* start Passage shown *
CS359G Lecture 11: ARV

In which we introduce the Arora-Rao-Vazirani relaxation of sparsest cut, and discuss why it is solvable in polynomial time.

1. The Arora-Rao-Vazirani Relaxation

Recall that the sparsest cut ${\phi(G)}$ of a graph ${G=(V,E)}$ with adjacency matrix ${A}$ is defined as

$\displaystyle \phi(G) = \min_{S\subseteq V} \frac {\frac 1{2|E|} \sum_{u,v} A_{u,v} |1_S(u) - 1_S(v)|} {\frac 1{|V|^2} \sum_{u,v} |1_S(u) - 1_S(v)|}$

and the Leighton-Rao relaxation is obtained by noting that if we define ${d(u,v) := |1_S(u) - 1_S(v)|}$ then ${d(\cdot,\cdot)}$ is a semimetric over ${V}$ , so that the following quantity is a relaxation of ${\phi(G)}$ :

$\displaystyle LR(G) = \min_{\begin{array}{l} d:V\times V \rightarrow R\\ d\ {\rm semimetric} \end{array}} \frac {\frac 1{2|E|} \sum_{u,v} A_{u,v} d(u,v)} {\frac 1{|V|^2} \sum_{u,v} d(u,v)}$

If ${G}$ is ${d}$ -regular, and we call ${M:= \frac 1d \cdot A}$ the normalized adjacency matrix of ${A}$ , and we let ${\lambda_1=1\geq \lambda_2 \geq \cdots \geq \lambda_n}$ be the eigenvalues of ${M}$ with multiplicities, then we proved in a past lecture that

$\displaystyle 1-\lambda_2 = \min_{x: V \rightarrow {\mathbb R}} \frac {\frac 1{2|E|} \sum_{u,v} A_{u,v} |x(u)-x(v)|^2} {\frac 1{|V|^2} \sum_{u,v} |x(u)-x(v)|^2} \ \ \ \ \ (1)$

which is also a relaxation of ${\phi(G)}$ , because, for every ${S}$ , every ${u}$ and every ${v}$ , ${|1_S(u) - 1_S(v)| = |1_S(u)-1_S(v)|^2}$ .
* end Passage shown *
* start Data lines *
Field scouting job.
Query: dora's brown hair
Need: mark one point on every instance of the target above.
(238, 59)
* end Data lines *
__The problem__
Please reproduce the lecture notes on the Arora-Rao-Vazirani relaxation word for word, from the title line through the final sentence.

__Result of this exercise__
CS359G Lecture 11: ARV

In which we introduce the Arora-Rao-Vazirani relaxation of sparsest cut, and discuss why it is solvable in polynomial time.

1. The Arora-Rao-Vazirani Relaxation

Recall that the sparsest cut ${\phi(G)}$ of a graph ${G=(V,E)}$ with adjacency matrix ${A}$ is defined as

$\displaystyle \phi(G) = \min_{S\subseteq V} \frac {\frac 1{2|E|} \sum_{u,v} A_{u,v} |1_S(u) - 1_S(v)|} {\frac 1{|V|^2} \sum_{u,v} |1_S(u) - 1_S(v)|}$

and the Leighton-Rao relaxation is obtained by noting that if we define ${d(u,v) := |1_S(u) - 1_S(v)|}$ then ${d(\cdot,\cdot)}$ is a semimetric over ${V}$ , so that the following quantity is a relaxation of ${\phi(G)}$ :

$\displaystyle LR(G) = \min_{\begin{array}{l} d:V\times V \rightarrow R\\ d\ {\rm semimetric} \end{array}} \frac {\frac 1{2|E|} \sum_{u,v} A_{u,v} d(u,v)} {\frac 1{|V|^2} \sum_{u,v} d(u,v)}$

If ${G}$ is ${d}$ -regular, and we call ${M:= \frac 1d \cdot A}$ the normalized adjacency matrix of ${A}$ , and we let ${\lambda_1=1\geq \lambda_2 \geq \cdots \geq \lambda_n}$ be the eigenvalues of ${M}$ with multiplicities, then we proved in a past lecture that

$\displaystyle 1-\lambda_2 = \min_{x: V \rightarrow {\mathbb R}} \frac {\frac 1{2|E|} \sum_{u,v} A_{u,v} |x(u)-x(v)|^2} {\frac 1{|V|^2} \sum_{u,v} |x(u)-x(v)|^2} \ \ \ \ \ (1)$

which is also a relaxation of ${\phi(G)}$ , because, for every ${S}$ , every ${u}$ and every ${v}$ , ${|1_S(u) - 1_S(v)| = |1_S(u)-1_S(v)|^2}$ .